* **Given problem**:
Arrange the lines below as a Markdown table with two columns, "No." and "Text". Number each line in order in the "No." column, put the line itself in the "Text" column, and leave out blank lines.

↓↓↓

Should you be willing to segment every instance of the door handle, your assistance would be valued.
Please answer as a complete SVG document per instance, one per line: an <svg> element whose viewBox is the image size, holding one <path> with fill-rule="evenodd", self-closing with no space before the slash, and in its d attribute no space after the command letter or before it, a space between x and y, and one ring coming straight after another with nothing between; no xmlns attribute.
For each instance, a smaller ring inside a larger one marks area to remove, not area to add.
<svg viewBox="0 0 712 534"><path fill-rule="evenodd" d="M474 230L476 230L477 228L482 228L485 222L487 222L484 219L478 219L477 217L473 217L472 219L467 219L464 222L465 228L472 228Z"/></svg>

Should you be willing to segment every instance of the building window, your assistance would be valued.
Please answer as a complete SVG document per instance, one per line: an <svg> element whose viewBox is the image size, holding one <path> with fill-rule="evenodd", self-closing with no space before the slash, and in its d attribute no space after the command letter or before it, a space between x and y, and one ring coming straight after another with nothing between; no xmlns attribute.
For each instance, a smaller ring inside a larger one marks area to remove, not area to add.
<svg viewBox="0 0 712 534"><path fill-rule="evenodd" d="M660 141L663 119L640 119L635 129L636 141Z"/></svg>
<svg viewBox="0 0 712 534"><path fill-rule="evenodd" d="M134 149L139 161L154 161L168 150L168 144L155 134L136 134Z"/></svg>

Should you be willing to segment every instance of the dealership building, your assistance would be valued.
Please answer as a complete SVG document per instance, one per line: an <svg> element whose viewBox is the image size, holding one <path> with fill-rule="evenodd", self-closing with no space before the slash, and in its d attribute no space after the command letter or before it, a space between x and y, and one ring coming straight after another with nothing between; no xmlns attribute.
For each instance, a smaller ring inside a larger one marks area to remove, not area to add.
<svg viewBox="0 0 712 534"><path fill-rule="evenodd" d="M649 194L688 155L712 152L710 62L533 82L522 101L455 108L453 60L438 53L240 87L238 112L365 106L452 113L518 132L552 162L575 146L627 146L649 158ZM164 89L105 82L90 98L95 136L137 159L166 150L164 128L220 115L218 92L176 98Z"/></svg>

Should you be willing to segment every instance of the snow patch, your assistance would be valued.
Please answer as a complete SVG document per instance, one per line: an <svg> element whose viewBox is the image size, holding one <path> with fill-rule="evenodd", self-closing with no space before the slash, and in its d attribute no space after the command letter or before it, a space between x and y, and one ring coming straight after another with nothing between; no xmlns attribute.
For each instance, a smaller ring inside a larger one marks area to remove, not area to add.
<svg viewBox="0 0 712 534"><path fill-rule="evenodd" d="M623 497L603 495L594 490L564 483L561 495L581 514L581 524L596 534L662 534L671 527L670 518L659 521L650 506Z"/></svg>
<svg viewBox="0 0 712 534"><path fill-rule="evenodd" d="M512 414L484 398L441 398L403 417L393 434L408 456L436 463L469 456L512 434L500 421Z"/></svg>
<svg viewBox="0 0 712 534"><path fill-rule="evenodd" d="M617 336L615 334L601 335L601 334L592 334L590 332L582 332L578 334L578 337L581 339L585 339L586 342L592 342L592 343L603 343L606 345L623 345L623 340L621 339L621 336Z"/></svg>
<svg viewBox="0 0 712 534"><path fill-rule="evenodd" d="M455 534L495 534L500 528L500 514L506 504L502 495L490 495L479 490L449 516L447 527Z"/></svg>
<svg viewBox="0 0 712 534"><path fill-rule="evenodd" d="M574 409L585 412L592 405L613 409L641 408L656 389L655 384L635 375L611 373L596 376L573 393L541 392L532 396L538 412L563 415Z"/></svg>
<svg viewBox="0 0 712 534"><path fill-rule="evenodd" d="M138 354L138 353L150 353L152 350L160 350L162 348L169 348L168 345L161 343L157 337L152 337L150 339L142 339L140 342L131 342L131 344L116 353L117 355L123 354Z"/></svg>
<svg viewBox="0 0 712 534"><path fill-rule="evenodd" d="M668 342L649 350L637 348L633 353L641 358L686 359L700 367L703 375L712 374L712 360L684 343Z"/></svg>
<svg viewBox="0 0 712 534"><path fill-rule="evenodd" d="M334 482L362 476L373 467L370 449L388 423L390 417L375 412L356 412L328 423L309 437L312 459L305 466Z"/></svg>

↑↑↑

* **Task solution**:
| No. | Text |
|---|---|
| 1 | Should you be willing to segment every instance of the door handle, your assistance would be valued. |
| 2 | Please answer as a complete SVG document per instance, one per line: an <svg> element whose viewBox is the image size, holding one <path> with fill-rule="evenodd", self-closing with no space before the slash, and in its d attribute no space after the command letter or before it, a space between x and y, and one ring coming straight after another with nothing between; no xmlns attribute. |
| 3 | For each instance, a smaller ring inside a larger one marks area to remove, not area to add. |
| 4 | <svg viewBox="0 0 712 534"><path fill-rule="evenodd" d="M474 230L476 230L477 228L482 228L485 222L487 222L484 219L478 219L477 217L473 217L472 219L467 219L464 222L465 228L472 228Z"/></svg> |
| 5 | Should you be willing to segment every instance of the building window, your assistance would be valued. |
| 6 | Please answer as a complete SVG document per instance, one per line: an <svg> element whose viewBox is the image size, holding one <path> with fill-rule="evenodd", self-closing with no space before the slash, and in its d attribute no space after the command letter or before it, a space between x and y, and one ring coming straight after another with nothing between; no xmlns attribute. |
| 7 | For each instance, a smaller ring inside a larger one marks area to remove, not area to add. |
| 8 | <svg viewBox="0 0 712 534"><path fill-rule="evenodd" d="M660 141L663 119L640 119L635 129L636 141Z"/></svg> |
| 9 | <svg viewBox="0 0 712 534"><path fill-rule="evenodd" d="M134 149L139 161L154 161L168 150L168 144L155 134L136 134Z"/></svg> |
| 10 | Should you be willing to segment every instance of the dealership building, your assistance would be valued. |
| 11 | Please answer as a complete SVG document per instance, one per line: an <svg> element whose viewBox is the image size, holding one <path> with fill-rule="evenodd", self-closing with no space before the slash, and in its d attribute no space after the command letter or before it, a space between x and y, and one ring coming straight after another with nothing between; no xmlns attribute. |
| 12 | For each instance, a smaller ring inside a larger one marks area to remove, not area to add. |
| 13 | <svg viewBox="0 0 712 534"><path fill-rule="evenodd" d="M649 194L688 155L712 152L710 62L533 82L522 101L455 108L453 60L438 53L240 87L238 112L365 106L452 113L518 132L552 162L575 146L627 146L649 158ZM164 89L105 82L90 98L95 136L137 159L166 150L164 128L220 115L218 92L176 98Z"/></svg> |
| 14 | Should you be willing to segment every instance of the snow patch, your assistance would be valued. |
| 15 | Please answer as a complete SVG document per instance, one per line: an <svg> element whose viewBox is the image size, holding one <path> with fill-rule="evenodd", self-closing with no space before the slash, and in its d attribute no space after the command letter or before it, a space between x and y, and one ring coming straight after another with nothing between; no xmlns attribute. |
| 16 | For each instance, a smaller ring inside a larger one marks area to remove, not area to add. |
| 17 | <svg viewBox="0 0 712 534"><path fill-rule="evenodd" d="M623 497L603 495L594 490L564 483L561 495L581 514L581 524L596 534L662 534L671 527L670 518L659 521L650 506Z"/></svg> |
| 18 | <svg viewBox="0 0 712 534"><path fill-rule="evenodd" d="M512 414L484 398L441 398L403 417L393 434L408 456L436 463L469 456L512 434L500 421Z"/></svg> |
| 19 | <svg viewBox="0 0 712 534"><path fill-rule="evenodd" d="M617 336L615 334L601 335L601 334L592 334L590 332L582 332L578 334L578 337L581 339L585 339L586 342L592 342L592 343L603 343L606 345L623 345L623 340L621 339L621 336Z"/></svg> |
| 20 | <svg viewBox="0 0 712 534"><path fill-rule="evenodd" d="M455 534L495 534L500 528L500 514L506 504L502 495L490 495L479 490L449 516L447 527Z"/></svg> |
| 21 | <svg viewBox="0 0 712 534"><path fill-rule="evenodd" d="M574 409L585 412L592 405L613 409L641 408L656 389L655 384L635 375L611 373L596 376L573 393L541 392L532 396L538 412L563 415Z"/></svg> |
| 22 | <svg viewBox="0 0 712 534"><path fill-rule="evenodd" d="M138 354L138 353L150 353L152 350L160 350L162 348L169 348L168 345L161 343L157 337L152 337L150 339L142 339L140 342L131 342L131 344L116 353L117 355L123 354Z"/></svg> |
| 23 | <svg viewBox="0 0 712 534"><path fill-rule="evenodd" d="M668 342L649 350L637 348L633 353L641 358L686 359L700 367L703 375L712 374L712 360L684 343Z"/></svg> |
| 24 | <svg viewBox="0 0 712 534"><path fill-rule="evenodd" d="M334 482L362 476L373 467L370 449L388 423L390 417L375 412L356 412L328 423L309 437L312 459L305 466Z"/></svg> |